ENTRIES SUPPLIED
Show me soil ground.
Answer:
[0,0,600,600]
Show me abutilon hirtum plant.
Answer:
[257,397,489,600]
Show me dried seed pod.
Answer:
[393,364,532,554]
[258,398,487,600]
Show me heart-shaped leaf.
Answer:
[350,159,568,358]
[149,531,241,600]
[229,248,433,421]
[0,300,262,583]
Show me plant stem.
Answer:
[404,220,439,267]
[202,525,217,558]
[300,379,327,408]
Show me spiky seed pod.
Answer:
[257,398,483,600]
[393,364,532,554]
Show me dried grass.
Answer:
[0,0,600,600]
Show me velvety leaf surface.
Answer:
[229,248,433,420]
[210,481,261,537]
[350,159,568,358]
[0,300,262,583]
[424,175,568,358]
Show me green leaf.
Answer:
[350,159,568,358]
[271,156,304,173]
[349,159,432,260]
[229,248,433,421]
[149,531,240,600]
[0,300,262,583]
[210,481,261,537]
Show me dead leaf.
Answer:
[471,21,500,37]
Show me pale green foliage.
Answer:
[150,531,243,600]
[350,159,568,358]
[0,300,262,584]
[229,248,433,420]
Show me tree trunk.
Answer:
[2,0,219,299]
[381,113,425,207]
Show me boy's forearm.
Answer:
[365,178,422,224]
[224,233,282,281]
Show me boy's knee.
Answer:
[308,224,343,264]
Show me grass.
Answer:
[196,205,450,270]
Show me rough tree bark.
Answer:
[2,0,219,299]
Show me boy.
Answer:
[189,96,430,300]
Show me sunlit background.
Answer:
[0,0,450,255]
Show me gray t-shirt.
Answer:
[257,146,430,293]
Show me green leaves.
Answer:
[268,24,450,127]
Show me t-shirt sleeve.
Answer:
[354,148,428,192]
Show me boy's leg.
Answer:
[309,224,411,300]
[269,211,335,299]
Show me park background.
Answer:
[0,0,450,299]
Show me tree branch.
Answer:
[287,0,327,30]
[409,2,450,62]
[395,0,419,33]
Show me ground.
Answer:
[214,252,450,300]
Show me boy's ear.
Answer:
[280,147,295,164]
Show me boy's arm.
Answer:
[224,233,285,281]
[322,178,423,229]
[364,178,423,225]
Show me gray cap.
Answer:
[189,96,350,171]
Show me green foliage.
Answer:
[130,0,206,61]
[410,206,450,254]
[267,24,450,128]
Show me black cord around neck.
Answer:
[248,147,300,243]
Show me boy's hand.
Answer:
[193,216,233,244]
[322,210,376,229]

...

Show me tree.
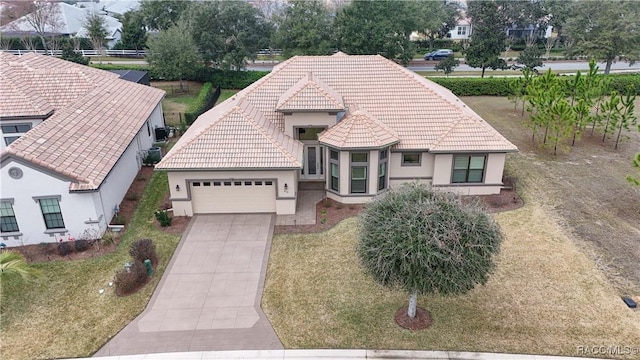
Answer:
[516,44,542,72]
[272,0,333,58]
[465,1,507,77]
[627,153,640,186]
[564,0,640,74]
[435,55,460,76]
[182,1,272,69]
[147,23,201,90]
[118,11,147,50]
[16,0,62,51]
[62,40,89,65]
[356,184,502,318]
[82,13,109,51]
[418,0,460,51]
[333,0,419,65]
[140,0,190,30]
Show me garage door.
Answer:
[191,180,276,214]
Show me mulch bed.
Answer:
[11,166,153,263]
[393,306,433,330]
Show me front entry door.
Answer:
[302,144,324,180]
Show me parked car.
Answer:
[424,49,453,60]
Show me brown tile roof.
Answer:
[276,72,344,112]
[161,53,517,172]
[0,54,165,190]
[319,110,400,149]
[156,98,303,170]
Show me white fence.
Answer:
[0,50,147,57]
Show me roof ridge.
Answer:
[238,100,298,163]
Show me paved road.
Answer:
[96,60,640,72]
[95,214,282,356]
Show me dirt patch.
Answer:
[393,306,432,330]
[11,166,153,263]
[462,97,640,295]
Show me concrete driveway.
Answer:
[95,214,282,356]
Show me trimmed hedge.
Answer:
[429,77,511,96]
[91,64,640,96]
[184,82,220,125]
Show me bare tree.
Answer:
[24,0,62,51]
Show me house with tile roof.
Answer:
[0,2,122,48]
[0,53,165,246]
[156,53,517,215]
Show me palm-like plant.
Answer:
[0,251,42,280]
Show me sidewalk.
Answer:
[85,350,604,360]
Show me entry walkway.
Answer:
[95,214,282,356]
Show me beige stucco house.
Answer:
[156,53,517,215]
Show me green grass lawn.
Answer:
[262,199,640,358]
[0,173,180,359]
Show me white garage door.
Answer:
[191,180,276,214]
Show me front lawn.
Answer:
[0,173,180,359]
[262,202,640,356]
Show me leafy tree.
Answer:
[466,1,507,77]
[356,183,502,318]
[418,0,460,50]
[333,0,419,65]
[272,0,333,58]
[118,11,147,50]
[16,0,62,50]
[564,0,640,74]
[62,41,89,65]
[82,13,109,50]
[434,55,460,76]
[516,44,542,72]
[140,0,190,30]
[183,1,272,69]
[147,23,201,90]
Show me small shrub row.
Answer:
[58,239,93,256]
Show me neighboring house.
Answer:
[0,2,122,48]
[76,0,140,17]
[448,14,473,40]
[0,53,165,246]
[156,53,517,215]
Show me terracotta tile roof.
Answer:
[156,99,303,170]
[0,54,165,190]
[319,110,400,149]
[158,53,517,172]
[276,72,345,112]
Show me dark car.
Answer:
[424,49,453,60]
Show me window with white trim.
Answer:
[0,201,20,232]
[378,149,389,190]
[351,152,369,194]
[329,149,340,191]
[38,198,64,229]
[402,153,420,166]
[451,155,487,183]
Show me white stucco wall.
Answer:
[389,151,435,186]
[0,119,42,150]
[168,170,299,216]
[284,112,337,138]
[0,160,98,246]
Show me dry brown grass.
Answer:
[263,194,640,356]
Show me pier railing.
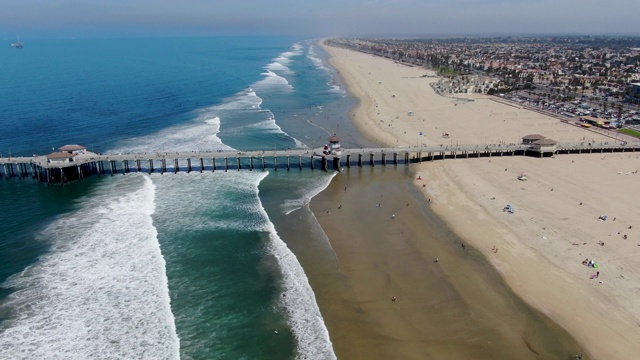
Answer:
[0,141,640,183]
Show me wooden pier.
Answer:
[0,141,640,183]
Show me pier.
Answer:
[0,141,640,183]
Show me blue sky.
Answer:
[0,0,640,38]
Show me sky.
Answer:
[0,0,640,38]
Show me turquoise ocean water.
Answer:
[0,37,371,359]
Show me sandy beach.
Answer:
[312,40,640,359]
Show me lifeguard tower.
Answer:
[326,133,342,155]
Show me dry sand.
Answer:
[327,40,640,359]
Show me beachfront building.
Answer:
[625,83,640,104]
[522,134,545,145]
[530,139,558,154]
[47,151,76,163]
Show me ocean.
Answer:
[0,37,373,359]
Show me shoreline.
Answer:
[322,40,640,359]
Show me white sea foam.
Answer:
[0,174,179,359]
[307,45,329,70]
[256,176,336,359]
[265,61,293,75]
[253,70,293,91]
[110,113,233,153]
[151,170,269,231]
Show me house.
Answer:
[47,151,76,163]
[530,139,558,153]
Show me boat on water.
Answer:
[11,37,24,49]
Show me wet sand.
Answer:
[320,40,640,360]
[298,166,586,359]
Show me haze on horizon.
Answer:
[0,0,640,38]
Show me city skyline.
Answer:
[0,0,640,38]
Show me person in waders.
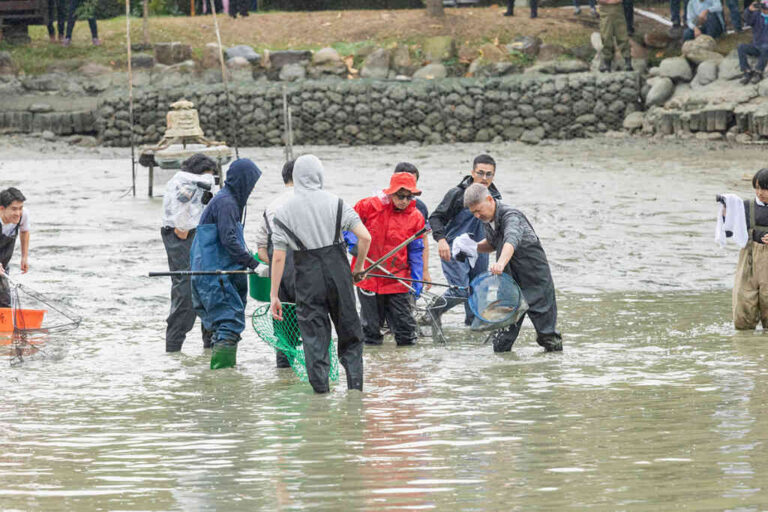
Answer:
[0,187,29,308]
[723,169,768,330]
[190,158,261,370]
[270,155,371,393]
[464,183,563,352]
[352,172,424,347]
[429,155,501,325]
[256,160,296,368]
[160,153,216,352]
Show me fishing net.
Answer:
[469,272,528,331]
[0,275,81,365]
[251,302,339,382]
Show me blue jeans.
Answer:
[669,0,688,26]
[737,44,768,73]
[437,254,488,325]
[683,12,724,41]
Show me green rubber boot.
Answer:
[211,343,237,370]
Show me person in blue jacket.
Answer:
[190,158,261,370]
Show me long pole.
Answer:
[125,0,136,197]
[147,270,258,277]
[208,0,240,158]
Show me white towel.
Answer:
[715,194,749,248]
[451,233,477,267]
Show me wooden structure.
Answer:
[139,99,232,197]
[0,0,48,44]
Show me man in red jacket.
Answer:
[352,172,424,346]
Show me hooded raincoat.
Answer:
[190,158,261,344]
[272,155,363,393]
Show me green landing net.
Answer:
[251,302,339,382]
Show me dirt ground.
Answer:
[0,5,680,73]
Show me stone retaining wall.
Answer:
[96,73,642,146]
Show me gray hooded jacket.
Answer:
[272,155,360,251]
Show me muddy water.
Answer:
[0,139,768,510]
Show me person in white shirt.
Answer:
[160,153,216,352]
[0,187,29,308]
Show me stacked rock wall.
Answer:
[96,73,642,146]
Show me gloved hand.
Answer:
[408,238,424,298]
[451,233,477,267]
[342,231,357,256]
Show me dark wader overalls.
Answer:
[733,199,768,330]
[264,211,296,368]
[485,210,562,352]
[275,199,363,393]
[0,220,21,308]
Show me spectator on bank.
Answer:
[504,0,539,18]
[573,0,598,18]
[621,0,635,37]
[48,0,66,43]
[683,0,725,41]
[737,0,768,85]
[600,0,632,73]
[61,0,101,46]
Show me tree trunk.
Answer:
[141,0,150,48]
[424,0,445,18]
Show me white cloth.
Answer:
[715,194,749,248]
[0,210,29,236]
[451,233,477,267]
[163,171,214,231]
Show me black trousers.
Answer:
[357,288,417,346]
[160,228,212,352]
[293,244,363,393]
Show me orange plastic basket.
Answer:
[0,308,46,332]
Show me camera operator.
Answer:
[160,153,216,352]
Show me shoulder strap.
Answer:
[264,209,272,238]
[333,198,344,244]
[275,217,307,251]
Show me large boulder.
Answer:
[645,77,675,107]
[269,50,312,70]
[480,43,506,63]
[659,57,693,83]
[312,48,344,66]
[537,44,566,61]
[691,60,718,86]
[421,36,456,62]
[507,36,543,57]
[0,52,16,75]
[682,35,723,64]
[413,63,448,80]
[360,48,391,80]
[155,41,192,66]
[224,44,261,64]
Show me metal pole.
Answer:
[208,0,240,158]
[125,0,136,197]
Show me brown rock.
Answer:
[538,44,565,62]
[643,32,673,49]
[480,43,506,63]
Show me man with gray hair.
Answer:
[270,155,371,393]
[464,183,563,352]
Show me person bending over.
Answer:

TASK STATEMENT
Transcribe the records without alteration, starting with the line that contains "Show me soil ground." and going on through the line that contains "[196,205,450,270]".

EXERCISE RESULT
Show me soil ground.
Answer:
[0,0,600,600]
Show me abutilon hirtum plant.
Answer:
[257,397,489,600]
Show me dried seed pod.
Answer:
[393,364,532,554]
[258,398,487,600]
Show me heart-shaped leaf.
Answer:
[350,159,568,358]
[149,531,241,600]
[229,248,433,421]
[0,300,262,583]
Show me plant stem.
Answer:
[404,220,439,267]
[202,525,217,558]
[300,379,327,408]
Show me spiky seed pod.
Answer:
[257,398,483,600]
[393,364,532,554]
Show me dried grass.
Answer:
[0,0,600,600]
Show me velvety leaf surface.
Answer:
[229,248,433,420]
[210,481,261,537]
[350,159,568,358]
[0,300,262,583]
[424,175,568,358]
Show me green leaf.
Answer:
[350,159,568,358]
[271,156,304,173]
[349,159,432,260]
[229,248,433,421]
[149,531,240,600]
[0,300,262,583]
[210,481,261,537]
Show me dead leaf.
Answer:
[471,21,500,37]
Show me pale green foliage.
Answer:
[150,531,243,600]
[350,159,568,358]
[0,300,262,584]
[229,248,433,420]
Show me tree trunk.
Answer:
[2,0,219,299]
[381,113,425,207]
Show me boy's forearm.
Answer:
[365,178,422,224]
[224,233,282,281]
Show me boy's knee.
Answer:
[308,224,343,264]
Show me grass.
Answer:
[196,205,450,270]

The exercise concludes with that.